Records held in a dataset
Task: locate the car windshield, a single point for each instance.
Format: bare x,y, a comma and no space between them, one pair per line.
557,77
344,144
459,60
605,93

**What is being asked**
Please copy all of the data above word for word, reproducing each line in full and in the same order.

**Written response**
Task: locate the car windshield, a single point for each instance.
Format: bare x,y, a comma and no space between them, one pair per line.
557,77
344,144
459,60
605,93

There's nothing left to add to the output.